Task — Locate every line in the data below that contains the string "door", and copy each of those lines in full.

Available data —

-- Begin --

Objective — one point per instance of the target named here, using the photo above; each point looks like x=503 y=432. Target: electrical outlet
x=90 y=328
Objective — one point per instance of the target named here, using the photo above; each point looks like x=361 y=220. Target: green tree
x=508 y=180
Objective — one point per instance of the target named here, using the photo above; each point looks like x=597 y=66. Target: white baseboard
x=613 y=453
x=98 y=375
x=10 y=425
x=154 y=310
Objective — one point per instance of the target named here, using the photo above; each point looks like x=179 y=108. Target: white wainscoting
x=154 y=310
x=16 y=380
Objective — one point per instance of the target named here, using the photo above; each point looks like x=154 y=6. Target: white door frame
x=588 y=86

-- End --
-- Begin --

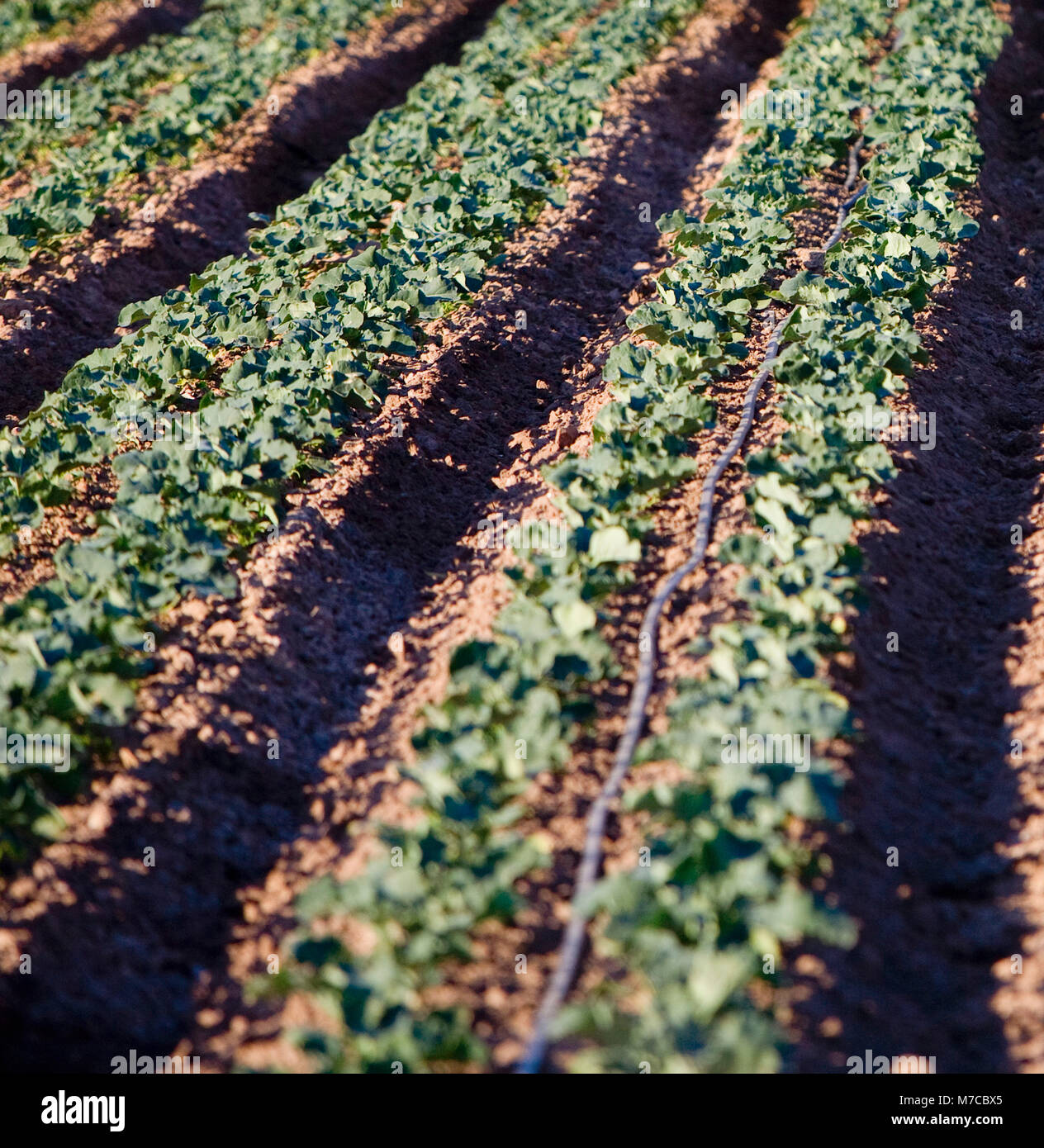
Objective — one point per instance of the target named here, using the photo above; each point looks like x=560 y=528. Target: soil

-- End --

Reply to the exercise —
Objective — one point per instance of the target named here, using the photo above; each point looks like x=154 y=6. Target: white door frame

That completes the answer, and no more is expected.